▶ _EXCERPT PROVIDED_:
>> BEGIN

1 Introduction

In her article “Denver’s violent crime is on the rise”“, Allison Sherry writes that although Denver crime rates have remained relatively flat between 2017 and 2018, the rate of violent crimes, such as homicides, rapes, and robberies, have risen. In January, the Denver Police Department reported that offenses such as burglary and arson have fallen but drug, narcotics, and illegal possesion of weapon violations have increased. According to Denver Police Chief Paul Pazen, more subject stops and traffic stops (reffered to as proactive policing) has show to lower overall crime rates.

In the fall of 2012 Washington and Colorado became the first U.S. states to legalize canabis for recreational use. Recreational sales of marijuana started on January 1st, 2014. Sales rose to significant levels in 2015 and some law-makers question whether marijuana is the cause of the crime increase.

1.1 Purpose

The City and County of Denver, Colorado has made some data about their police stops public. This is a large, well-defined data set. The list of potential insights one could gather from these data are endless. The goal of this analysis is to validate claims made about drugs and crime in Denver using data analysis.

1.2 The Data

The data for this analysis comes from Denver Crime Data, a publicly available dataset.

>> END

▶ _Saved entries_:
>> BEGIN

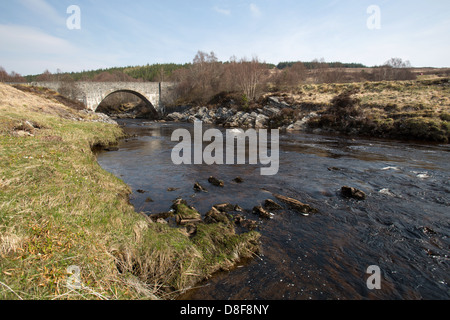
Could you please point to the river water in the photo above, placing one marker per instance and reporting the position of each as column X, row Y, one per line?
column 403, row 226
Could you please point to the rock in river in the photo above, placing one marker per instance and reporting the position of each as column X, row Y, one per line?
column 349, row 192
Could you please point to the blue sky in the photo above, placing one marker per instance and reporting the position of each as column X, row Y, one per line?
column 34, row 35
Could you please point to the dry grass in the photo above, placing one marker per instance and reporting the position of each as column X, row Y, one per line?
column 58, row 208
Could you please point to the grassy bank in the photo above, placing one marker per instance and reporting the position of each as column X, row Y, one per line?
column 406, row 110
column 58, row 209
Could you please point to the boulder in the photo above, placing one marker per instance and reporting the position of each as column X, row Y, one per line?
column 238, row 180
column 184, row 213
column 216, row 182
column 272, row 205
column 216, row 216
column 199, row 188
column 261, row 121
column 227, row 207
column 263, row 213
column 296, row 205
column 349, row 192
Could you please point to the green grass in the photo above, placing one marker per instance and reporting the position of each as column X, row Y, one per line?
column 59, row 208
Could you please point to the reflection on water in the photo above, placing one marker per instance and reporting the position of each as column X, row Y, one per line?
column 403, row 226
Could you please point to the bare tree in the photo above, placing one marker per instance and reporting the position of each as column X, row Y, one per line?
column 3, row 75
column 249, row 76
column 46, row 76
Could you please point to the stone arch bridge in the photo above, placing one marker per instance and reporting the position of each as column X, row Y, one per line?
column 93, row 93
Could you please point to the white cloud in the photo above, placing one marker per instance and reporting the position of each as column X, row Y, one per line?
column 225, row 12
column 22, row 39
column 44, row 10
column 254, row 9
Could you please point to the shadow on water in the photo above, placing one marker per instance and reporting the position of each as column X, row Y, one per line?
column 402, row 227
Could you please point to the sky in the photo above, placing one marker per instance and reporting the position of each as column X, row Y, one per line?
column 36, row 35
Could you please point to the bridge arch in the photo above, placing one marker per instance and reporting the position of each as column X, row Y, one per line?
column 133, row 92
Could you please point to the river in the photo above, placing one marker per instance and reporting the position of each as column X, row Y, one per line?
column 402, row 227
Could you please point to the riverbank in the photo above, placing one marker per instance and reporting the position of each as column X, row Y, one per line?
column 60, row 211
column 405, row 110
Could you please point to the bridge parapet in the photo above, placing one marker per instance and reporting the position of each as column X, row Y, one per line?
column 93, row 93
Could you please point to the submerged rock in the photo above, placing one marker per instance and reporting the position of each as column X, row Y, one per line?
column 184, row 213
column 216, row 216
column 238, row 180
column 349, row 192
column 272, row 205
column 216, row 182
column 263, row 213
column 296, row 205
column 199, row 188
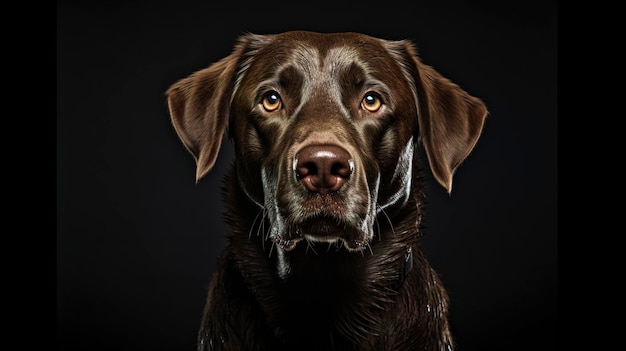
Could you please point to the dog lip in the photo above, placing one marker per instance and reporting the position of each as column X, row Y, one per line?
column 329, row 229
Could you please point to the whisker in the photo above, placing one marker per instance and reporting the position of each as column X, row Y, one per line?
column 370, row 248
column 271, row 248
column 308, row 245
column 388, row 220
column 262, row 211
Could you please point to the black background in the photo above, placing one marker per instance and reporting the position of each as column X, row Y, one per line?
column 137, row 239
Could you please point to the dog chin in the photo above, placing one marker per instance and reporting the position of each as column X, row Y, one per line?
column 325, row 230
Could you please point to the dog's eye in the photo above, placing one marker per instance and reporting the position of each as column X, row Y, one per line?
column 271, row 101
column 371, row 102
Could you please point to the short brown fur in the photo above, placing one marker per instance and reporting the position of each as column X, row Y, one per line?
column 325, row 197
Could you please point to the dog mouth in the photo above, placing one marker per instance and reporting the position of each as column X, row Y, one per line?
column 324, row 229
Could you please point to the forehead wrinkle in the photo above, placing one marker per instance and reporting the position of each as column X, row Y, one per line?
column 336, row 61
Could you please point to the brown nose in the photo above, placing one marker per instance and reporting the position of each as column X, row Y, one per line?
column 323, row 168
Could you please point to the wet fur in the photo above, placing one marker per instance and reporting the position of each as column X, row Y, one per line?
column 277, row 288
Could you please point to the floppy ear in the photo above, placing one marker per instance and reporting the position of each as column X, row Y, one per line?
column 199, row 109
column 450, row 120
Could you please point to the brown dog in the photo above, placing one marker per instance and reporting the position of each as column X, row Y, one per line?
column 325, row 196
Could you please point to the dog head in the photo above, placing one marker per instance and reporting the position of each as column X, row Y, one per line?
column 325, row 127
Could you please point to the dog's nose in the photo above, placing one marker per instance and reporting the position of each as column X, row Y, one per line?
column 323, row 168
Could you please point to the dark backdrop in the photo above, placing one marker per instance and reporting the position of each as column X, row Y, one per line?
column 137, row 240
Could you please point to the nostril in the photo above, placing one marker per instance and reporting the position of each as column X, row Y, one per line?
column 323, row 168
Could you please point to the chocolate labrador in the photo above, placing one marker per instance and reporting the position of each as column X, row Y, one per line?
column 325, row 196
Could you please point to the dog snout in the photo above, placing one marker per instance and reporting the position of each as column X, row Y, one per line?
column 323, row 169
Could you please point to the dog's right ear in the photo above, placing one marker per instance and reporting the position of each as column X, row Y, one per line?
column 199, row 109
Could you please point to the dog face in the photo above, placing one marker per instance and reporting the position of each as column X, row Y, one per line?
column 325, row 128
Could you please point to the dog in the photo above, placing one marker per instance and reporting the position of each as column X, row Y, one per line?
column 324, row 199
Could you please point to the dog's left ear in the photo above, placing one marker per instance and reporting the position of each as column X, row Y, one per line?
column 199, row 109
column 450, row 120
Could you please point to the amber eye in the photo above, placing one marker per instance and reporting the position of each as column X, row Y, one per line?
column 371, row 102
column 271, row 101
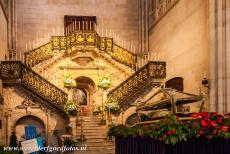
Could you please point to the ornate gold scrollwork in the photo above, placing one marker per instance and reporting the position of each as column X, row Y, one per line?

>> END

▶ _PROBLEM_: Output the Denver crime text word for word, from "In her article" down to "the crime increase.". The records are separate material from the Denver crime text.

▶ _CORRECT RESPONSE_:
In her article “Denver’s violent crime is on the rise”“, Allison Sherry writes that although Denver crime rates have remained relatively flat between 2017 and 2018, the rate of violent crimes, such as homicides, rapes, and robberies, have risen. In January, the Denver Police Department reported that offenses such as burglary and arson have fallen but drug, narcotics, and illegal possesion of weapon violations have increased. According to Denver Police Chief Paul Pazen, more subject stops and traffic stops (reffered to as proactive policing) has show to lower overall crime rates.

In the fall of 2012 Washington and Colorado became the first U.S. states to legalize canabis for recreational use. Recreational sales of marijuana started on January 1st, 2014. Sales rose to significant levels in 2015 and some law-makers question whether marijuana is the cause of the crime increase.